╭─ Extracted records

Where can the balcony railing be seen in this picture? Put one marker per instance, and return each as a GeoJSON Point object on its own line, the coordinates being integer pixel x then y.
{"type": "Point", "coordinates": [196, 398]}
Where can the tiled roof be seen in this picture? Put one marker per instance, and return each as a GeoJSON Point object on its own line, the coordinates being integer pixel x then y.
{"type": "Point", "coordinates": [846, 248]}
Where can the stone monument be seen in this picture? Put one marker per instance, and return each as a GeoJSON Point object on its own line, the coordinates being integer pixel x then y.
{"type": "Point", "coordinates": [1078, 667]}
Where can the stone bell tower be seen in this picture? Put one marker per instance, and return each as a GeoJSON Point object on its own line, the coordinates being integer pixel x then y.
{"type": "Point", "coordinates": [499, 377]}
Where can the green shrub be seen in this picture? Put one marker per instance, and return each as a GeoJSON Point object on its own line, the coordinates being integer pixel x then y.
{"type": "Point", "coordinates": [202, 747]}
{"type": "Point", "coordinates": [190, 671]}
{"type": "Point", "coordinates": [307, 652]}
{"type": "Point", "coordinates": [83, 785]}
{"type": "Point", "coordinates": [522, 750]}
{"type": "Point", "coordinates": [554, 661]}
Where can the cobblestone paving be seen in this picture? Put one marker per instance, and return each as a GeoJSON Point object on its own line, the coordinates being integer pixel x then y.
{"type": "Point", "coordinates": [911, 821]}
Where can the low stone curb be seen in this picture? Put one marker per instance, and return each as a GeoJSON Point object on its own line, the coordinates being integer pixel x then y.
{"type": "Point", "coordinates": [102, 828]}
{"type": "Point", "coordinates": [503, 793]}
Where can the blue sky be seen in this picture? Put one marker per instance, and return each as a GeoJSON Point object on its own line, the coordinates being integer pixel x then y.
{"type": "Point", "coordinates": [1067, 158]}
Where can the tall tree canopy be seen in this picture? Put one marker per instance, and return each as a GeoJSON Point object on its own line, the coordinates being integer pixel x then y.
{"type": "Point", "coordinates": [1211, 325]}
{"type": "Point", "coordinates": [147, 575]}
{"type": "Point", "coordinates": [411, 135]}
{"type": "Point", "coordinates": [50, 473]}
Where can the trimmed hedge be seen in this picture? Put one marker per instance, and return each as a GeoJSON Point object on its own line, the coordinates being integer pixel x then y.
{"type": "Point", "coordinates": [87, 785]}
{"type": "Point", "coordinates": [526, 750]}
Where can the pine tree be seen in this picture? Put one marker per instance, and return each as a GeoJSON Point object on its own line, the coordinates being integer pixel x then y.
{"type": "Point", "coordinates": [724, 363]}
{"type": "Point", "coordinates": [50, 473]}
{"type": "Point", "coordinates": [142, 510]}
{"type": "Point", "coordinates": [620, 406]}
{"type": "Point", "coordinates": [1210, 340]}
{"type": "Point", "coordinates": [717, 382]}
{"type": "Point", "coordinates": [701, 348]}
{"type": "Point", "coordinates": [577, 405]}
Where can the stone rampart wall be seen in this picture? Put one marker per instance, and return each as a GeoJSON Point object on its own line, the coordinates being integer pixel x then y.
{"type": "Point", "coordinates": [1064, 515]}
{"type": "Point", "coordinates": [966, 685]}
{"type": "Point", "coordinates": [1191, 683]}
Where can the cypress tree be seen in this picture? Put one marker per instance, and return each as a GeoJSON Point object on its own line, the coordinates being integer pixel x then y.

╰─

_Task objective:_ Copy all of the entries above verbatim, leaving every line and character unchanged.

_Task output:_
Where can the balcony railing be seen in this picture? Put one marker per instance, and return each as a GeoJSON Point object on its own line, the coordinates being integer pixel x then y.
{"type": "Point", "coordinates": [196, 398]}
Where can the tiled roof be seen in this picture? Put one marker per instance, and return each as a GeoJSON Point object on its own line, the coordinates being integer pixel x then y.
{"type": "Point", "coordinates": [846, 248]}
Where can the stone monument be seen in this picture? Put one marker per instance, and return each as a GeoJSON Point object on its own line, the coordinates being integer pixel x then y.
{"type": "Point", "coordinates": [1078, 667]}
Where can the stone bell tower be seen in this picture? Put one marker per instance, and return each as a GeoJSON Point object on its own line, the coordinates being integer pixel x then y.
{"type": "Point", "coordinates": [499, 377]}
Where can the green shrub be seen in this picture? Put one marker per instance, and return each as a GeoJSON Point object on its own line, the coordinates being integer pixel x then y.
{"type": "Point", "coordinates": [202, 747]}
{"type": "Point", "coordinates": [190, 671]}
{"type": "Point", "coordinates": [307, 652]}
{"type": "Point", "coordinates": [83, 785]}
{"type": "Point", "coordinates": [522, 750]}
{"type": "Point", "coordinates": [554, 661]}
Where can the cobblestone paving be seen in this picture? Put one marker per instance, and return each as a GeoJSON Point object on its own line, the coordinates being integer pixel x then y.
{"type": "Point", "coordinates": [911, 821]}
Where can the low stone curb be seen in this picture? Put one marker per instance, and return each as a GeoJSON Point object on its own line, the coordinates being integer pixel x then y.
{"type": "Point", "coordinates": [102, 828]}
{"type": "Point", "coordinates": [503, 793]}
Where can the blue sky be seen in this picture? Put one marker per instance, and return each as a GeoJSON Point object on its own line, the coordinates being integer pixel x then y.
{"type": "Point", "coordinates": [1067, 158]}
Where can the tall tree canopy be seen in this picture? Put one marker per instance, and return each as a GeoJSON Point object on its own line, the coordinates being integer pixel x then y.
{"type": "Point", "coordinates": [1211, 325]}
{"type": "Point", "coordinates": [147, 575]}
{"type": "Point", "coordinates": [411, 135]}
{"type": "Point", "coordinates": [50, 473]}
Where can the trimmed hedge be seen in this picture? Put one marker per instance, and return each as a GeoJSON Point object on its own line, the coordinates being integer pixel x then y.
{"type": "Point", "coordinates": [87, 785]}
{"type": "Point", "coordinates": [526, 750]}
Where can the pine tree be seen in this picture? Put one marker per instance, and return each as a GeoJSON Point object on its own line, the coordinates being integer pixel x then y.
{"type": "Point", "coordinates": [724, 363]}
{"type": "Point", "coordinates": [50, 473]}
{"type": "Point", "coordinates": [142, 510]}
{"type": "Point", "coordinates": [620, 406]}
{"type": "Point", "coordinates": [1210, 340]}
{"type": "Point", "coordinates": [717, 382]}
{"type": "Point", "coordinates": [701, 348]}
{"type": "Point", "coordinates": [577, 405]}
Where can the stone rampart wall be seen in this picture? Put one marker per instance, and return each as a GeoJSON Point object on its own line, the coordinates being integer pixel x then y.
{"type": "Point", "coordinates": [1064, 515]}
{"type": "Point", "coordinates": [966, 685]}
{"type": "Point", "coordinates": [1191, 683]}
Where can the cypress tree be seen in this picture? Put one marker per instance, and return each as a GeoJSON Point object on its own line, the coordinates being integer pixel x then y.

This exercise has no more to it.